(WORK INSTRUCTIONS) All of the material below is to be repeated exactly.

______________________________

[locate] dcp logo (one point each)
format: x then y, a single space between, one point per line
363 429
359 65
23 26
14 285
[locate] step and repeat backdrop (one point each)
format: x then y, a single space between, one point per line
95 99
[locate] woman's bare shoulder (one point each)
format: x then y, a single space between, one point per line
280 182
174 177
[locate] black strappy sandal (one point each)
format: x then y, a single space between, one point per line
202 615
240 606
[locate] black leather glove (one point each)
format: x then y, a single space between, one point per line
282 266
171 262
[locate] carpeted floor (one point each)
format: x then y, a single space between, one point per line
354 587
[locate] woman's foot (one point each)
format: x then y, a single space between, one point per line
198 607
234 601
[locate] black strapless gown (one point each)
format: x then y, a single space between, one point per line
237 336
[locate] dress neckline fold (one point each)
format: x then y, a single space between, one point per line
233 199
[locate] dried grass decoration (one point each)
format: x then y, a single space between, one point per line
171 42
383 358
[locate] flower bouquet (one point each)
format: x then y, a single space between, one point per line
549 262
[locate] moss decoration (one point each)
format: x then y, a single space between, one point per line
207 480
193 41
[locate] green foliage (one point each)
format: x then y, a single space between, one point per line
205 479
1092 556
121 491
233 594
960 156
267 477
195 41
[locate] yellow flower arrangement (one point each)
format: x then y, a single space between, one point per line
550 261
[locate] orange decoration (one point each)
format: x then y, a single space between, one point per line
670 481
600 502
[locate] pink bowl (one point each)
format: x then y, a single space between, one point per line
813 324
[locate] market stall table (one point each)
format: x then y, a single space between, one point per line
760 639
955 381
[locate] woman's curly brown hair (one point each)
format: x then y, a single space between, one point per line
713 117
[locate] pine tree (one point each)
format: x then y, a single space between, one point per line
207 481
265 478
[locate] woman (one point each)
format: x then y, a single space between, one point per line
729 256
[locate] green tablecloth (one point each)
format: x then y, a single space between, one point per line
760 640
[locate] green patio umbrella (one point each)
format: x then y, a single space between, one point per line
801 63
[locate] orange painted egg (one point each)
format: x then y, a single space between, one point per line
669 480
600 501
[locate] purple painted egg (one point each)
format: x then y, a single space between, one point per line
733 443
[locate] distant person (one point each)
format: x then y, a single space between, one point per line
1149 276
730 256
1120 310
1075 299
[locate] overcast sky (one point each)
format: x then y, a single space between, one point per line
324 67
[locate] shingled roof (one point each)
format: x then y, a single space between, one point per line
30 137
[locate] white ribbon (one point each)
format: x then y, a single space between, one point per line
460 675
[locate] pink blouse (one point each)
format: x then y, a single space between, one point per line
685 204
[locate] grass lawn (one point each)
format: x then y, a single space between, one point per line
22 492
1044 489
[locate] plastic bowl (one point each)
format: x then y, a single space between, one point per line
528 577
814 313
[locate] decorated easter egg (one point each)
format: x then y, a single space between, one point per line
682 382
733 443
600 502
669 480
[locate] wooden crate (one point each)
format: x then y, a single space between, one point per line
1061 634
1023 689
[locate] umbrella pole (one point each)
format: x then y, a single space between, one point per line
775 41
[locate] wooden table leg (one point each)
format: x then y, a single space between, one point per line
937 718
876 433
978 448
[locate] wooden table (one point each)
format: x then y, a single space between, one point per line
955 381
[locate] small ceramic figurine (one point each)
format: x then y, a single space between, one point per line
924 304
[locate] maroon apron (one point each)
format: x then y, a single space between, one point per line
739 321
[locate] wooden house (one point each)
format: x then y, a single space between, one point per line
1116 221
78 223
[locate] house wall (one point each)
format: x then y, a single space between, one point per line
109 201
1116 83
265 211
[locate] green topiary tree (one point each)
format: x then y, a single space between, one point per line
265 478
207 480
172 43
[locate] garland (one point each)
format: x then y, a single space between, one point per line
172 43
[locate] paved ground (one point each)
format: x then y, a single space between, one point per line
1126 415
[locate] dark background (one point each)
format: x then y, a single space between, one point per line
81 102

______________________________

(SOLUTION TO THE EXERCISE)
[locate] dcp logo (one point each)
format: x then y, a single space between, one point per line
363 429
359 65
23 26
14 285
[locate] step and repeat backdrop (one point each)
format: x then y, a single space between, one point per line
95 99
[locate] woman's bare shoulder (one point each)
format: x then y, a single space between, one point per line
280 182
174 177
[locate] black strappy sandal (one point each)
format: x then y, a single space between, one point per line
202 615
240 606
[locate] black leather glove (one point each)
format: x then y, a single space between, one point per line
282 266
171 262
[locate] carpeted floor (one point each)
format: x then y, a single space between, one point per line
354 587
[locate] woman's foot (one point each)
format: x then y, a single space between, one point per line
198 607
234 601
[locate] black strapless gown (one point each)
format: x then y, a single space between, one point per line
237 336
[locate] dress neckline fold (one point each)
format: x then y, a single space between, one point per line
233 199
[locate] dried grass decoration (one point each)
format: x then y, a single space between, one point per line
171 42
383 358
[locate] flower bouquet (one point each)
format: x then y, a single space between, one point per line
549 262
[locate] moss decoration (one point each)
format: x then y, a single space between, one point per line
207 480
193 41
[locate] green foliage (one point each)
format: x then y, a single space between, one point per line
205 479
1092 556
121 491
233 594
960 156
267 477
195 41
[locate] yellow flower arrangement (one point each)
format: x then y, a single space between, one point per line
550 261
[locate] orange decoration (one point each)
format: x then y, a single space between, one point per line
670 481
600 502
[locate] pink bowl (one point each)
format: x then y, a single space between, one point per line
813 324
[locate] market stall table (one point each)
format: x then y, a single space between, one point per line
760 639
955 381
[locate] woman's curly brown hair (one point each)
format: x then y, a single space between, one point per line
713 117
[locate] pine tree (one point each)
format: x then y, a single space between, one point per line
207 481
265 478
[locate] woman (one point each)
format: x then y, a single space between, one point per line
729 256
[locate] green tablecloth (one point each)
format: x then y, a single space between, one point per line
760 640
[locate] green patio umbrella (one point each)
format: x then y, a single space between, one point per line
801 63
[locate] orange painted egg (one point each)
format: x then y, a single space between, one point per line
669 480
600 501
[locate] purple painted egg (one point each)
format: x then y, a single space between, one point per line
733 443
[locate] distant person (one point each)
format: x then y, a single space between, one point per line
1149 276
730 256
1120 310
1075 299
[locate] overcast sky (one point each)
format: x then y, a single space between, one point per line
324 67
[locate] shingled roof (one point each)
format: x then y, a single space between, one point per line
30 137
[locate] white ribbon (one point each)
format: x then y, a single space between, one point per line
460 675
[locate] pink blouse (one point each)
format: x then y, a single space between, one point per line
685 204
[locate] grass lawn (one point each)
format: x then y, a single space between, one point per line
22 492
1044 489
[locate] plastic bowl (one point each)
format: x then y, a single space between, one point per line
528 577
814 313
[locate] decorated easter egg (one point each)
format: x then y, a single space between, one point per line
682 382
733 443
600 502
669 480
[locate] wooden crate (one point each)
format: x then y, a single space between, one point per line
1061 634
1023 689
[locate] umbrella pole (one point each)
format: x then y, a single space between, one point per line
775 41
[locate] wooden table leg (one point each)
format: x then y, a single space between, one point per line
937 718
876 433
978 448
[locate] wooden table (one point each)
format: x then y, a single space between, one point per line
955 381
[locate] small ceramic figurine (one point each)
format: x then y, a single space between, one point per line
924 304
[locate] maroon apron (one point each)
format: x then y, a single space between, one point per line
739 321
[locate] wooden house (one point each)
format: x then y, a single space between, one point per line
1116 221
78 223
[locate] house wall (one point each)
format: x then y, a single space between, one point per line
109 201
1116 83
265 211
[locate] green topiary tree (one point each)
format: x then y, a single space between, one point per line
265 478
207 480
172 43
[locate] garland (one point each)
format: x then y, a single space between, one point per line
172 43
[locate] paved ground (one point each)
format: x then y, a single space between, one point per line
1126 415
[locate] dark background (one point each)
format: x then y, a single space between, one point per line
81 102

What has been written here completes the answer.